# Data for this task:
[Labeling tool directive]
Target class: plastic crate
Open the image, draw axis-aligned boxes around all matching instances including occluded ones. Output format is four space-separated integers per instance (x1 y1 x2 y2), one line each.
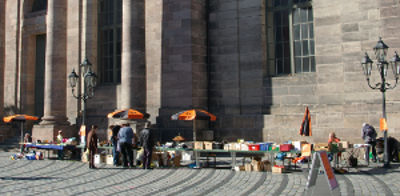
279 144 293 152
248 144 260 151
260 142 272 151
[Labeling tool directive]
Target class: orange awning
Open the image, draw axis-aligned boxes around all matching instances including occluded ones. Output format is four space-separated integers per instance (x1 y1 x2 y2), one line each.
107 109 144 119
171 109 217 121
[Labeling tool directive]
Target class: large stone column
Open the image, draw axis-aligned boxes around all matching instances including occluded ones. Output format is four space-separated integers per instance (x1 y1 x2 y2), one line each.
145 0 163 122
0 0 6 118
32 0 74 141
0 0 9 143
1 1 20 113
121 0 146 110
41 0 67 124
158 0 208 140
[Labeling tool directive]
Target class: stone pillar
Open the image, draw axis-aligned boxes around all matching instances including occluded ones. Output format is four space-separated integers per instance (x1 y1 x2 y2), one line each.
2 1 20 113
0 0 6 118
41 0 67 124
66 1 82 124
158 0 208 140
32 0 77 141
0 0 6 143
145 0 163 123
121 0 146 110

# What is asked:
Select each line of the material above that contains the string "stone", treating uppercase and lowercase letters as different.

# Solution to the problem:
Target class: large stone column
Target class: stone pillar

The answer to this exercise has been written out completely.